Set problem:
Please copy, word for word, the lines of the material below that run from the line containing "In this exercise you will indicate every instance of the highway" through the line containing "<point>285,12</point>", both included. Reproduce only those lines.

[Information given start]

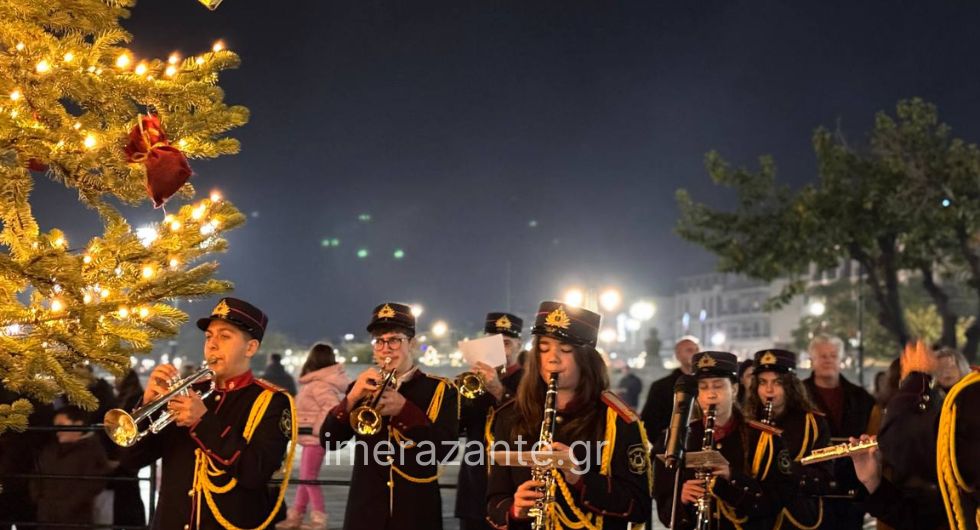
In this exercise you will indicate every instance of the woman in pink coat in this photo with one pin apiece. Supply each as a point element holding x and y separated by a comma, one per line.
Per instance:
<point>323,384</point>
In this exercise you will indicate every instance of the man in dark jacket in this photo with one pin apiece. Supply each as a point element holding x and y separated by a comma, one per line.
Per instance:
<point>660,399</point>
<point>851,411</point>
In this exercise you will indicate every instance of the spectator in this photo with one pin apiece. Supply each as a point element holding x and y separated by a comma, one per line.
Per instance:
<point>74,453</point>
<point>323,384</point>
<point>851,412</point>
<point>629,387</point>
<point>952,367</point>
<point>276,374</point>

[Information given end]
[Information given start]

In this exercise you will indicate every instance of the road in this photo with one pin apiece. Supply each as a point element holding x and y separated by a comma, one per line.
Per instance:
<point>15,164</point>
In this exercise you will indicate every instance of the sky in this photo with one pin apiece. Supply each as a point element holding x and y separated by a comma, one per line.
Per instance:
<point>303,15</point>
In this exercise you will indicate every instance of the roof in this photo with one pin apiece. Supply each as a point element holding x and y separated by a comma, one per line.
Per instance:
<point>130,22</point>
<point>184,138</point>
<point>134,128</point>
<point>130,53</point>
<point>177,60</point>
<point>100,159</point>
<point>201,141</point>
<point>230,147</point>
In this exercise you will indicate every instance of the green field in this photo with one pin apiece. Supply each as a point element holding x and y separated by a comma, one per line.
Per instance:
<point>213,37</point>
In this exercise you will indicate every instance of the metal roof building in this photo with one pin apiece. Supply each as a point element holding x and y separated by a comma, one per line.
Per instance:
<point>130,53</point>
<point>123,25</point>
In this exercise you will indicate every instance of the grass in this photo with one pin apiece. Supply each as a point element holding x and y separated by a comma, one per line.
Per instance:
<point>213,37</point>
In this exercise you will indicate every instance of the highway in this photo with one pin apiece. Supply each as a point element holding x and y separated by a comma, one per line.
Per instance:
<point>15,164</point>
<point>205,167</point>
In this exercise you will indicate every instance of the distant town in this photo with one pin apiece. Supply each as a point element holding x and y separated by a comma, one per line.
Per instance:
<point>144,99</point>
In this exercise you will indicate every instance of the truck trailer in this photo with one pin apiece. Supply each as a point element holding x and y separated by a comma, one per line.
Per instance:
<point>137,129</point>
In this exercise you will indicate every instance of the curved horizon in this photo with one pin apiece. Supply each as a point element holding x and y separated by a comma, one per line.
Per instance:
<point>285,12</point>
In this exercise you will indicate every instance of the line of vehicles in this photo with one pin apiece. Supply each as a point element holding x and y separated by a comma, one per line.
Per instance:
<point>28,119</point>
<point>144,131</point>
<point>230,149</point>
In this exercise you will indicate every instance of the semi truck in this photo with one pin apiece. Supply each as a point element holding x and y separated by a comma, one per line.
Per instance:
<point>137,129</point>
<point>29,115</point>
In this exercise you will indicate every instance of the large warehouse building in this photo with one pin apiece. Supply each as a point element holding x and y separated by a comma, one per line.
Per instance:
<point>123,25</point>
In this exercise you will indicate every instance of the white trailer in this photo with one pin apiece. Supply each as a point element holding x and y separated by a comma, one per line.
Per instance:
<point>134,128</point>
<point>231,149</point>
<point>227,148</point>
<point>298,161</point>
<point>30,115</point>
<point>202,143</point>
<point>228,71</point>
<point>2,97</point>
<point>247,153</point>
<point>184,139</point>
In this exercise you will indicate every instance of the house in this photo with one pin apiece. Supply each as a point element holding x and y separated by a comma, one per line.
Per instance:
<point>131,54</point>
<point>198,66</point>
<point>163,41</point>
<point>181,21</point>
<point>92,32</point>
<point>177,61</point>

[Information given end]

Task output:
In this exercise you will indicate every instance of the highway in this photo with one pin apiece. Supply each as a point element holding x and y separated by a comma, one per line.
Per instance:
<point>15,164</point>
<point>205,167</point>
In this exercise you will indicate every instance of the distant town in this photo with one pin apiece. Supply each as a point element holding x and y separated by a comma, one per line.
Per instance:
<point>144,99</point>
In this exercise you will indicate every instance of the truck trailer in this photo with one pin apiece. Supply each as a point element holding x and y separated by a comma, one per line.
Per instance:
<point>137,129</point>
In this exercise you will indicate every instance of the curved horizon in this photo with one pin apiece. Supply each as a point element holding x and y separated by a comma, one per line.
Per instance:
<point>285,12</point>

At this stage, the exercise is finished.